### Directions
Write out the lines between the line holding "point: organ pipe" and the line holding "column 625, row 587", inclusive, copying each one exactly. Leave the pictures out of your answer.

### Material for this task
• • • • • • •

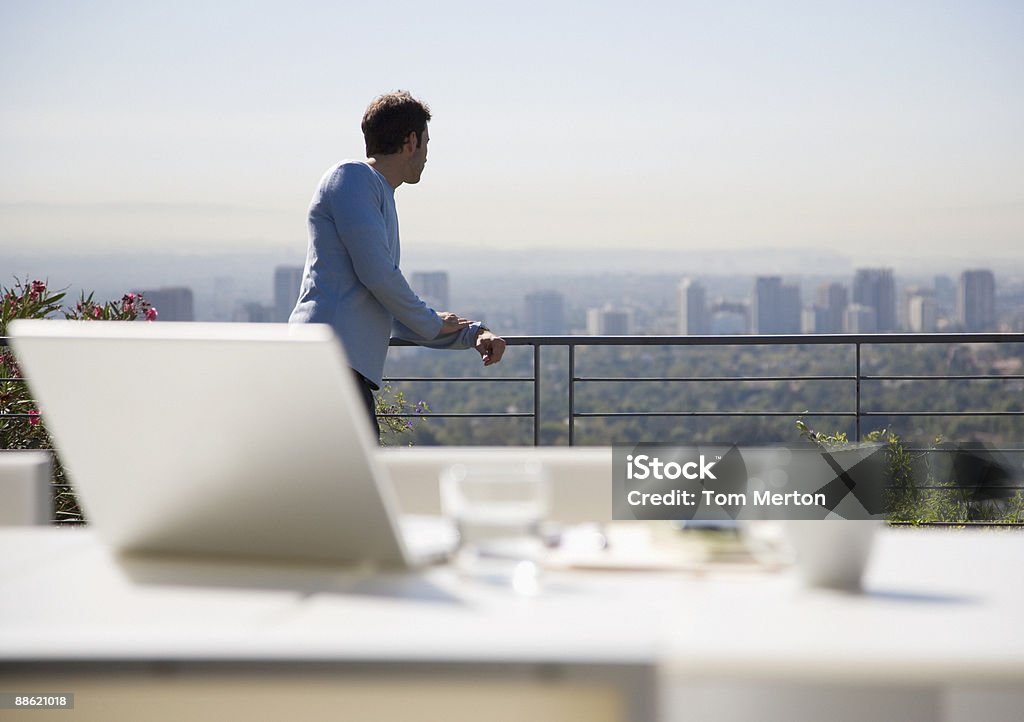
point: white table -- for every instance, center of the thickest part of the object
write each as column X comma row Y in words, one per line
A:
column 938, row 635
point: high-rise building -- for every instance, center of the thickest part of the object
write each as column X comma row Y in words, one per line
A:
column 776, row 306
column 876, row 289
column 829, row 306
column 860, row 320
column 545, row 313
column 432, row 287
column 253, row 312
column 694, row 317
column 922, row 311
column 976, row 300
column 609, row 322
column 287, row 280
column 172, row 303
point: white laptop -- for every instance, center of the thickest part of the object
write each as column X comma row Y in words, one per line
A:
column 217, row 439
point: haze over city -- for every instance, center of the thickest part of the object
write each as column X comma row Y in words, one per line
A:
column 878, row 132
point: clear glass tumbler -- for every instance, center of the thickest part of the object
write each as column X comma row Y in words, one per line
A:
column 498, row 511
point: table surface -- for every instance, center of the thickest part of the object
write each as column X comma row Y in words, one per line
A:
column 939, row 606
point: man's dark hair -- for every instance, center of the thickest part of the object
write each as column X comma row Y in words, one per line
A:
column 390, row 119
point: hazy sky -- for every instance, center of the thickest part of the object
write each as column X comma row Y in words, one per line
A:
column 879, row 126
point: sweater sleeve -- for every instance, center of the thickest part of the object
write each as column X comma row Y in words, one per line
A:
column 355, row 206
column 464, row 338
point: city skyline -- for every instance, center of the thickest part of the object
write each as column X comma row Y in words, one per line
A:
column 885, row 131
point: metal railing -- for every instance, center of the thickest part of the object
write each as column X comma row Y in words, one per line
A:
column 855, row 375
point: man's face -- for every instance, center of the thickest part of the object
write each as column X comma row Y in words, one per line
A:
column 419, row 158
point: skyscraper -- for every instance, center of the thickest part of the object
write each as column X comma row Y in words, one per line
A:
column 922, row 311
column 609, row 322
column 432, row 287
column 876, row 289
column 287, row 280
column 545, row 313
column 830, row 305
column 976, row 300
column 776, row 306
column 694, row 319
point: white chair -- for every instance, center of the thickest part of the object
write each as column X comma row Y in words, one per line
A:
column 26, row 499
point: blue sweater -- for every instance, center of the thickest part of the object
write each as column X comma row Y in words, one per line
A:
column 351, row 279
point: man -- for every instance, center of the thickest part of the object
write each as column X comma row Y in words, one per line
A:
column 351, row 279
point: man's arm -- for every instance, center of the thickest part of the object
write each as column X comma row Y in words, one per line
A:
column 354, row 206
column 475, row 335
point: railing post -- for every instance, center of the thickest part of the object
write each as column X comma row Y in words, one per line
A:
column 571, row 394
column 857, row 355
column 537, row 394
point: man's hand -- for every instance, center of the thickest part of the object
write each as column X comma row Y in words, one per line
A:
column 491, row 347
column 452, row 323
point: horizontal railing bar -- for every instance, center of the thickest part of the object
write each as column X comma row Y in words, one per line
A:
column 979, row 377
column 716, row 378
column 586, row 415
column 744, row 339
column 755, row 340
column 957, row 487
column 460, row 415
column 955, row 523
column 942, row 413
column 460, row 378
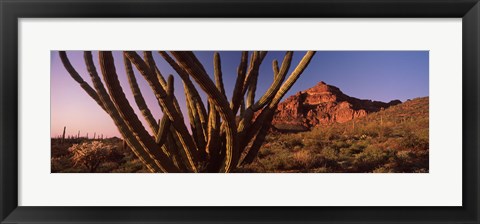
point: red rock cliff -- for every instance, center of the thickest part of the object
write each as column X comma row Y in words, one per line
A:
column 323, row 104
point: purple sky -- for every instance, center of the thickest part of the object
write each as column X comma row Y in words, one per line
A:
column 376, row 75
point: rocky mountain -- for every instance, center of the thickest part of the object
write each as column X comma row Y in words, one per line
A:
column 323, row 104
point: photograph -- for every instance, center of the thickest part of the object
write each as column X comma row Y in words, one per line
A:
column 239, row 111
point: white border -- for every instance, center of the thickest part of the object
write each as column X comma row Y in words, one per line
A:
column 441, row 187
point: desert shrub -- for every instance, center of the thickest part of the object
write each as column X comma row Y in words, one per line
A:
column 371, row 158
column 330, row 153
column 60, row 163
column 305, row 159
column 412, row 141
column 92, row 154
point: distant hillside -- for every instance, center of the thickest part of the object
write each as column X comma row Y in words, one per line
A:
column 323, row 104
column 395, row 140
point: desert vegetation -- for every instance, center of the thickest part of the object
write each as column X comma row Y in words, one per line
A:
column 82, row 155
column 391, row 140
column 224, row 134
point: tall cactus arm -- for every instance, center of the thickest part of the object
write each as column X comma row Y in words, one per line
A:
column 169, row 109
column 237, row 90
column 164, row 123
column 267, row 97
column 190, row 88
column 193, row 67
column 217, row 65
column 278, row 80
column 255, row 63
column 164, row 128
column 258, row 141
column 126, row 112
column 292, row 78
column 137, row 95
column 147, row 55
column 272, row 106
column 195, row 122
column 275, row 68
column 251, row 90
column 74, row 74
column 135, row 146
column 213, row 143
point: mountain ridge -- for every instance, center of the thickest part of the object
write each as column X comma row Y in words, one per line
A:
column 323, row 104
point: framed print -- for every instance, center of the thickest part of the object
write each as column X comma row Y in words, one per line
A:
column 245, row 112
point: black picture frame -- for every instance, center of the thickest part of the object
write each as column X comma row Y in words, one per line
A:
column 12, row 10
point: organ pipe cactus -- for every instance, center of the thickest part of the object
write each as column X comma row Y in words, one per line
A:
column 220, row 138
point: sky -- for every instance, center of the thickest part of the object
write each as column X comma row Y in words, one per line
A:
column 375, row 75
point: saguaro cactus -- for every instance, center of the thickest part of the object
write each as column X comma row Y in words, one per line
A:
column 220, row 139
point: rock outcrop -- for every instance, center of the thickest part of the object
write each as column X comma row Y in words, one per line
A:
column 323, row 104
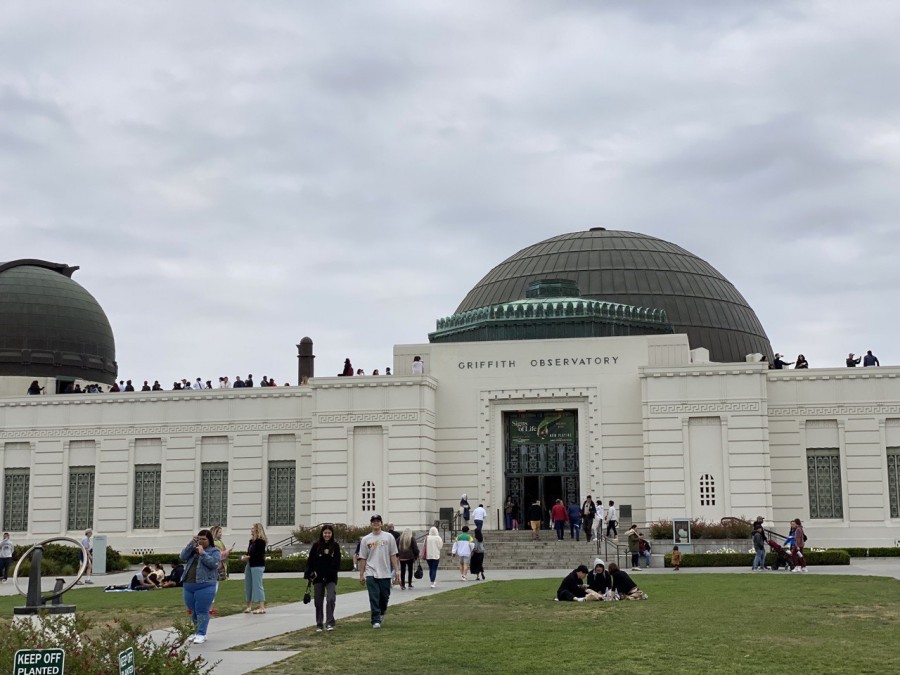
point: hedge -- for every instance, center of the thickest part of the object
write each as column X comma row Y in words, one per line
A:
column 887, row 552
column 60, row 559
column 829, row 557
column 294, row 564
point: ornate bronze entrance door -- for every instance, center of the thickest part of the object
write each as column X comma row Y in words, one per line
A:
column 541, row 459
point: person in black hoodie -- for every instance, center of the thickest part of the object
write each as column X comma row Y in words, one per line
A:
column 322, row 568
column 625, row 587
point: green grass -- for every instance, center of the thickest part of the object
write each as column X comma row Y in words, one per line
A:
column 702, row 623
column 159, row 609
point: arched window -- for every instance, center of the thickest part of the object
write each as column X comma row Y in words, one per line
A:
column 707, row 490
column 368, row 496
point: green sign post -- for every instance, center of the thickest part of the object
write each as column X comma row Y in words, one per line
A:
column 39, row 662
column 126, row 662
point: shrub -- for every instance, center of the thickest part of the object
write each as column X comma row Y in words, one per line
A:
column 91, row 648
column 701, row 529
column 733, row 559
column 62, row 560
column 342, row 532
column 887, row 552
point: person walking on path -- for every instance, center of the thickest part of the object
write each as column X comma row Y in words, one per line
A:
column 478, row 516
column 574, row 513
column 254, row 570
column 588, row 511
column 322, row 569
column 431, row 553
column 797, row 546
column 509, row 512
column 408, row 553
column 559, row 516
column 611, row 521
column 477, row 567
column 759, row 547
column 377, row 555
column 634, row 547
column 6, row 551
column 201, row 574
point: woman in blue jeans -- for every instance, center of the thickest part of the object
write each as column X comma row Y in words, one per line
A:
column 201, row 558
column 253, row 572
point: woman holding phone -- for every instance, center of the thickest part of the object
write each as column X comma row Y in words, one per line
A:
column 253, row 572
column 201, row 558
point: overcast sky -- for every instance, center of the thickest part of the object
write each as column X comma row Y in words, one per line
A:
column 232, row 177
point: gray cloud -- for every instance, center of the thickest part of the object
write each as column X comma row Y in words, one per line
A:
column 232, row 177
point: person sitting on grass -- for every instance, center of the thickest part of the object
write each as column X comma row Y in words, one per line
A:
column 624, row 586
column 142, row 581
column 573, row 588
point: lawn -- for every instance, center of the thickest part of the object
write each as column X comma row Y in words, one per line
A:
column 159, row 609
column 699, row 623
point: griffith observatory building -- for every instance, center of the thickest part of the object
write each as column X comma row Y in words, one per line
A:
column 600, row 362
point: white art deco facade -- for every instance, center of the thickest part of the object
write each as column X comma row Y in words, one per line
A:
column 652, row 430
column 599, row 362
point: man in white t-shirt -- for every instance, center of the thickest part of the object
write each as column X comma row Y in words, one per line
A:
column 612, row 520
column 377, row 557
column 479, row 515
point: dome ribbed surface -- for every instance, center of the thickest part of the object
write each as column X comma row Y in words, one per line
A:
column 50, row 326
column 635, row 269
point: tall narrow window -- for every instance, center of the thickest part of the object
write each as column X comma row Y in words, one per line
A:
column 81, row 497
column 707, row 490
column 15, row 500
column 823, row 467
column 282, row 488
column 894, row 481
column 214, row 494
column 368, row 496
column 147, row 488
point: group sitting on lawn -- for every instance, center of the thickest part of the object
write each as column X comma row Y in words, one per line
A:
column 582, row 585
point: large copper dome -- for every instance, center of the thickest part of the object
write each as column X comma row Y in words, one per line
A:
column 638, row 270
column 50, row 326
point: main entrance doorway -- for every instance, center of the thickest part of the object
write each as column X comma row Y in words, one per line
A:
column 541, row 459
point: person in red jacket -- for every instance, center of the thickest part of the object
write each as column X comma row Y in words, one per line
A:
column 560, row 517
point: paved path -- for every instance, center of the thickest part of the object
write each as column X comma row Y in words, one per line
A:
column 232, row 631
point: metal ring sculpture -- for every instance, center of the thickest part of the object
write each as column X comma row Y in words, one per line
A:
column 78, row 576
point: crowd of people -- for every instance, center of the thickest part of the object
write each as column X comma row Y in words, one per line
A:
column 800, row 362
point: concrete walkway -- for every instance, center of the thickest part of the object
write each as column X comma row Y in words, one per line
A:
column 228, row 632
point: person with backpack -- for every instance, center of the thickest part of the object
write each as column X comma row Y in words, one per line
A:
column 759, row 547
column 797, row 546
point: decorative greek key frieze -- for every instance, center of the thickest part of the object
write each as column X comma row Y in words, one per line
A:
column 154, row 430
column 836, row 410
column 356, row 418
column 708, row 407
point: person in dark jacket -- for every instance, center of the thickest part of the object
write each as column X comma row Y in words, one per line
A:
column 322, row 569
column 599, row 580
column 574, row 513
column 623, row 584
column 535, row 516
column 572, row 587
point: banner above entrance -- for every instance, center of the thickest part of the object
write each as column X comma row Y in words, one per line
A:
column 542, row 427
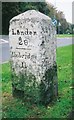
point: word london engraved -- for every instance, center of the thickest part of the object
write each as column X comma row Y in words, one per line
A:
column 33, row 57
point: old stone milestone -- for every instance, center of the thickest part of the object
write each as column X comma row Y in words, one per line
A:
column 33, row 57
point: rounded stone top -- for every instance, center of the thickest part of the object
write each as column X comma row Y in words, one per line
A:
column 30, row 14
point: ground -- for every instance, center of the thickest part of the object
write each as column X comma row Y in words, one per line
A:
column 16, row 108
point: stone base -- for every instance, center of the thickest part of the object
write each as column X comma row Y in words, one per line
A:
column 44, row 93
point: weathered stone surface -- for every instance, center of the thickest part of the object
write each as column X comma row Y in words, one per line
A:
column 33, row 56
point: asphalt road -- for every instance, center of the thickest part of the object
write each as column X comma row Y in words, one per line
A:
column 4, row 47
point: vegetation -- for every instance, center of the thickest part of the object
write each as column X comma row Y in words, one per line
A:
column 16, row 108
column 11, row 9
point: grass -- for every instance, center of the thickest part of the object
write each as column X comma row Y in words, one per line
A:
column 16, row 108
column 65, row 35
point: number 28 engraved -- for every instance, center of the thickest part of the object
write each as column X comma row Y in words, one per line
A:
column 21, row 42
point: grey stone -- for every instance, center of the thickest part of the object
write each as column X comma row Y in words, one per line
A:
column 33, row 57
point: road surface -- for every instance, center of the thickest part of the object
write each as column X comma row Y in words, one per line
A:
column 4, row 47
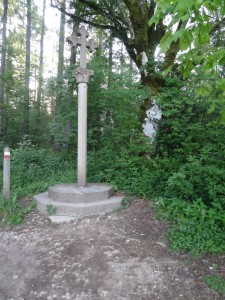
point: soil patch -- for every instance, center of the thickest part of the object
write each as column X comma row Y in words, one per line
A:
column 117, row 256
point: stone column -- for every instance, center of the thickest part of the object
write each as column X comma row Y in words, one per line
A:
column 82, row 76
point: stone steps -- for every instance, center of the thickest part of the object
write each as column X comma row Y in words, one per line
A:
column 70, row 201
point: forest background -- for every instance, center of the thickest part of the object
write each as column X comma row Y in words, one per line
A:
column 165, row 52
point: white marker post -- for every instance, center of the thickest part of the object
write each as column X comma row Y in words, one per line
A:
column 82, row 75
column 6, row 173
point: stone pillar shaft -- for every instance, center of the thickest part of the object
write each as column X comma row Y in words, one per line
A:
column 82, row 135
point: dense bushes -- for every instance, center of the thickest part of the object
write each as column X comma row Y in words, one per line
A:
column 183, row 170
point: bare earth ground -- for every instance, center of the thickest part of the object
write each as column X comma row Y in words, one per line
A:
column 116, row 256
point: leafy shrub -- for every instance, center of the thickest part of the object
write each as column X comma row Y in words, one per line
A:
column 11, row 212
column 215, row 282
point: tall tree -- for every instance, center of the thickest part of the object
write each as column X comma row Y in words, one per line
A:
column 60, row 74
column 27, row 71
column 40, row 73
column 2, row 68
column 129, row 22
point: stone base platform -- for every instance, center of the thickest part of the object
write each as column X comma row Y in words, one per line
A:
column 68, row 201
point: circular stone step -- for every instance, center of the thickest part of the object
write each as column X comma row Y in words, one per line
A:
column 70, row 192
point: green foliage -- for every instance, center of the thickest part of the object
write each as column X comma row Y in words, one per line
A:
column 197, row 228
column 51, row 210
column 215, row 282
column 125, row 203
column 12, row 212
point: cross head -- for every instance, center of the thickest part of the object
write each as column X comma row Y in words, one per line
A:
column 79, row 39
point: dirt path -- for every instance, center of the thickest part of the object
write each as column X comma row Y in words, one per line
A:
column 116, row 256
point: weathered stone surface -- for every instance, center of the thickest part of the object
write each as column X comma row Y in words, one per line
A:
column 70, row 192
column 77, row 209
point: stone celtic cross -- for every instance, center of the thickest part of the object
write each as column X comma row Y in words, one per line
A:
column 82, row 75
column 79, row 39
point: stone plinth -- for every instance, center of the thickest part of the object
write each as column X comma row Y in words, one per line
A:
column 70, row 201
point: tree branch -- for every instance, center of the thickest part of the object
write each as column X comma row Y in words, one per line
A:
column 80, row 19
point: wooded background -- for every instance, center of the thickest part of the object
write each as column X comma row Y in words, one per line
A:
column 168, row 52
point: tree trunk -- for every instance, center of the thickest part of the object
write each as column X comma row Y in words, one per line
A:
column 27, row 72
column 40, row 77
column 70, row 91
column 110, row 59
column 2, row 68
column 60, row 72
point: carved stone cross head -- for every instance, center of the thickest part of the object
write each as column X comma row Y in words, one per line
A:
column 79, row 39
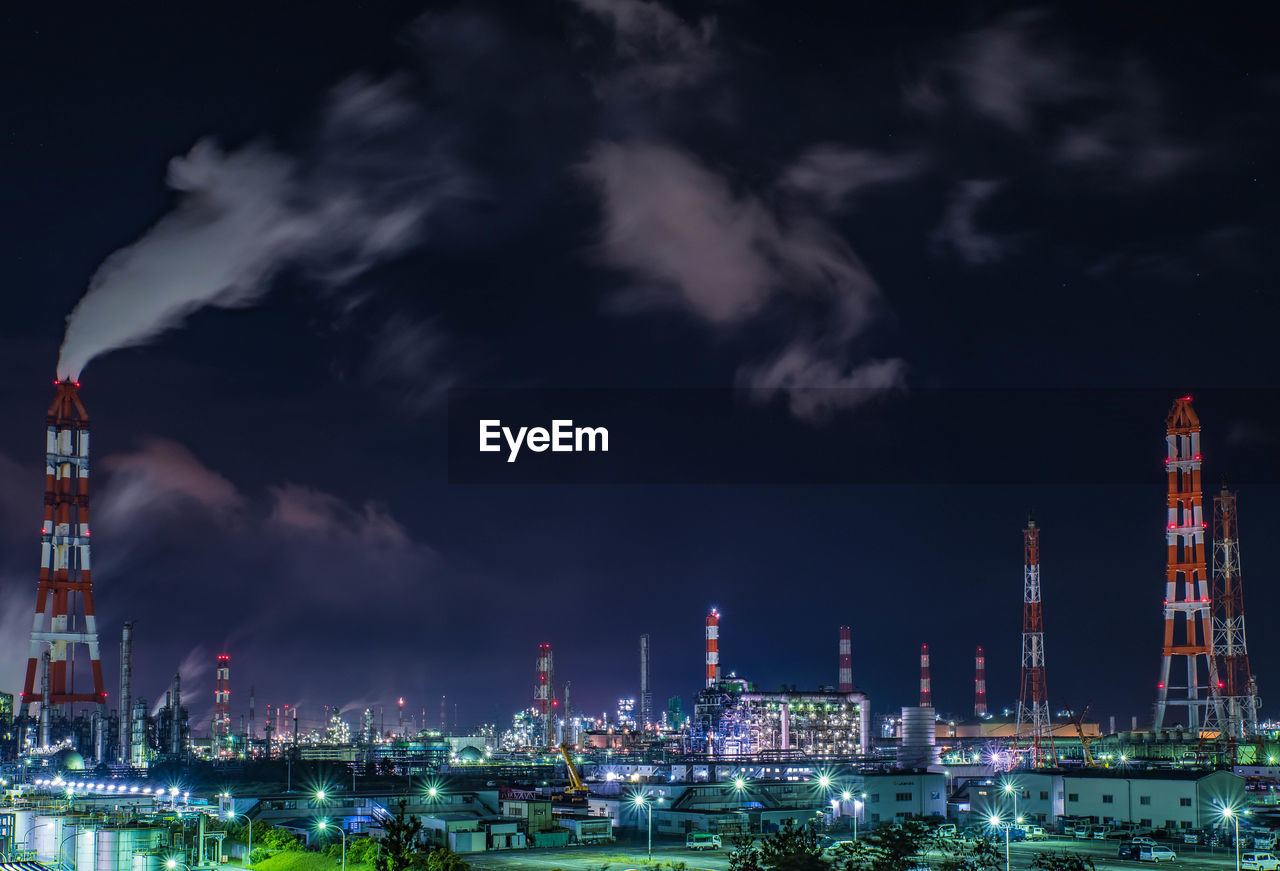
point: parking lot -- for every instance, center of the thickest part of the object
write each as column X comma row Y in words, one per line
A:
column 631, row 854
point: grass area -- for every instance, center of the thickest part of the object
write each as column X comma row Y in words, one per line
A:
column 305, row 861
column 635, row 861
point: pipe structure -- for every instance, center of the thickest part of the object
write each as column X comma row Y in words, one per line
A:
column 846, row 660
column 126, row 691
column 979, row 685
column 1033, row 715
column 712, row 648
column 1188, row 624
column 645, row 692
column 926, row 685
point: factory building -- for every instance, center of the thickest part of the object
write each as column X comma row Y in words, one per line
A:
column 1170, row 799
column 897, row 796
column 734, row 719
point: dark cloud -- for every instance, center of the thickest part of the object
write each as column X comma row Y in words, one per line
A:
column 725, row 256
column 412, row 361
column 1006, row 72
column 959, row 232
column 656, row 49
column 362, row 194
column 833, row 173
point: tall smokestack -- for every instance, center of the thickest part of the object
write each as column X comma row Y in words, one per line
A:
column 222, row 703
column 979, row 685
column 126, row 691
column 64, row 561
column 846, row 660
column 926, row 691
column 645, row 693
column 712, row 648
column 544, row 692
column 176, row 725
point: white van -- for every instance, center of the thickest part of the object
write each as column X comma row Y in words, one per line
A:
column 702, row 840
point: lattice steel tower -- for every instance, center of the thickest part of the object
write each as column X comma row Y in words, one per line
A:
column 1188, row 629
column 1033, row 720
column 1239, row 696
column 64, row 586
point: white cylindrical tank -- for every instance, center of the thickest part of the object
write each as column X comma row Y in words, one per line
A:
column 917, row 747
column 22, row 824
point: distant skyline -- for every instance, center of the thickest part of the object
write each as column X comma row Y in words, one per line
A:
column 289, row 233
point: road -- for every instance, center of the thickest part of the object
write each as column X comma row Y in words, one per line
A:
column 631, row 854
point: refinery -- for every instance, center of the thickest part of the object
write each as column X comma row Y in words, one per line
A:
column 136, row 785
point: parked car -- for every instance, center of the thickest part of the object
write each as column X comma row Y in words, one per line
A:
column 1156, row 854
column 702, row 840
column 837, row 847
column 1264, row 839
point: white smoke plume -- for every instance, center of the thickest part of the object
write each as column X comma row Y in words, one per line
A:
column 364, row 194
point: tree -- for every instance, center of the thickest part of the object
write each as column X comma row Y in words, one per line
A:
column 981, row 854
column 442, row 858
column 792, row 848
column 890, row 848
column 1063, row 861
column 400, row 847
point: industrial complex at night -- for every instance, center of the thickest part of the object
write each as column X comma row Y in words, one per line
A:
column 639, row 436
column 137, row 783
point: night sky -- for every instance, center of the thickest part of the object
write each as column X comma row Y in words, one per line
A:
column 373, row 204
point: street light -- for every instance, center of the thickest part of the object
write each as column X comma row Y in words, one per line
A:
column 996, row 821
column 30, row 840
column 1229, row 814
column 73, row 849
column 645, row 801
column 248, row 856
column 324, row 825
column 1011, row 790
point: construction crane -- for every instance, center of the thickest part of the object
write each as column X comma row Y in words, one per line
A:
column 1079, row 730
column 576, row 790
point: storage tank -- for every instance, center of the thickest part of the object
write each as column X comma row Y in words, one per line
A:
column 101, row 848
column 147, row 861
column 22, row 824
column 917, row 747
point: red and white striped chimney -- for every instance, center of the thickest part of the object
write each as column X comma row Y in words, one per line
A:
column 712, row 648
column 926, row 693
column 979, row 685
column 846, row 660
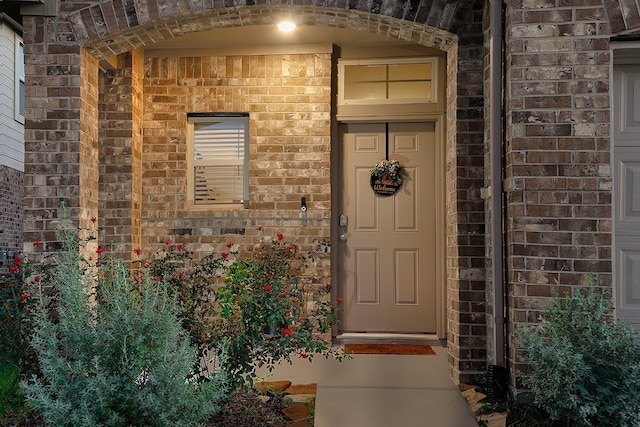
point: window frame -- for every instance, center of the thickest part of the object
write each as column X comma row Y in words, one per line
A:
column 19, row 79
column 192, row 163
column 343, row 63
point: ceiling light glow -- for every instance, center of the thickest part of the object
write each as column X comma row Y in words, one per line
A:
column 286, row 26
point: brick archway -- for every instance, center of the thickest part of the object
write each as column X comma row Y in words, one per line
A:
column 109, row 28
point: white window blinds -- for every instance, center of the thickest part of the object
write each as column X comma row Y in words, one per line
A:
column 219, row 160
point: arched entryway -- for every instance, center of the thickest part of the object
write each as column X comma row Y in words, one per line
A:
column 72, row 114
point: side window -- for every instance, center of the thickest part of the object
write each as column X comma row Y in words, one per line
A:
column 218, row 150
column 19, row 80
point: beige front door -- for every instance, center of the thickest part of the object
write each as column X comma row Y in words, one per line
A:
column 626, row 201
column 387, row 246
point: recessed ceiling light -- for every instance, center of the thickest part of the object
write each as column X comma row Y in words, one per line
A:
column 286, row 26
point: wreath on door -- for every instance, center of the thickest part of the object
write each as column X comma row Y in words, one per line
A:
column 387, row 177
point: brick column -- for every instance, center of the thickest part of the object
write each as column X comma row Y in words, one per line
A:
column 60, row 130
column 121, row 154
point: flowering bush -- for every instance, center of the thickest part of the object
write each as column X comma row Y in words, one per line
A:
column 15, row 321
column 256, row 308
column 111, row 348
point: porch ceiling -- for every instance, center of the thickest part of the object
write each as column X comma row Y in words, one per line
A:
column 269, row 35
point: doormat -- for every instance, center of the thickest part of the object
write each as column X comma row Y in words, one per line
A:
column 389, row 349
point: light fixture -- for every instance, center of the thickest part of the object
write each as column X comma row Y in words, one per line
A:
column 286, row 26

• • • • • • •

### Written response
point: organ pipe cactus -- for every instance, center of the thickest part of the object
write each as column X comma row Y in words, one per line
A:
column 220, row 138
point: sky -- for every instance, center of the thickest part of the object
write each as column X comma row Y in words, one per line
A:
column 375, row 75
point: saguaro cactus -- for every instance, center of the thickest part of the object
write each as column X comma row Y in words, one per line
A:
column 220, row 139
point: rock outcrop -- for every instance, center of the thickest part of the object
write each as column X comma row Y in words, one per line
A:
column 323, row 104
point: hedge -- for every instance, center of the thickest part of the object
write each as column X comma row Y in words, one per line
A:
column 887, row 552
column 60, row 559
column 829, row 557
column 294, row 564
point: ornate bronze entrance door -- for every instance, center of the thickest part of the object
write each as column X comma row Y in words, one per line
A:
column 541, row 459
point: person in black hoodie -- for every instance, center of the thickest part of the object
write each as column X comma row Y in words, one per line
A:
column 322, row 568
column 625, row 587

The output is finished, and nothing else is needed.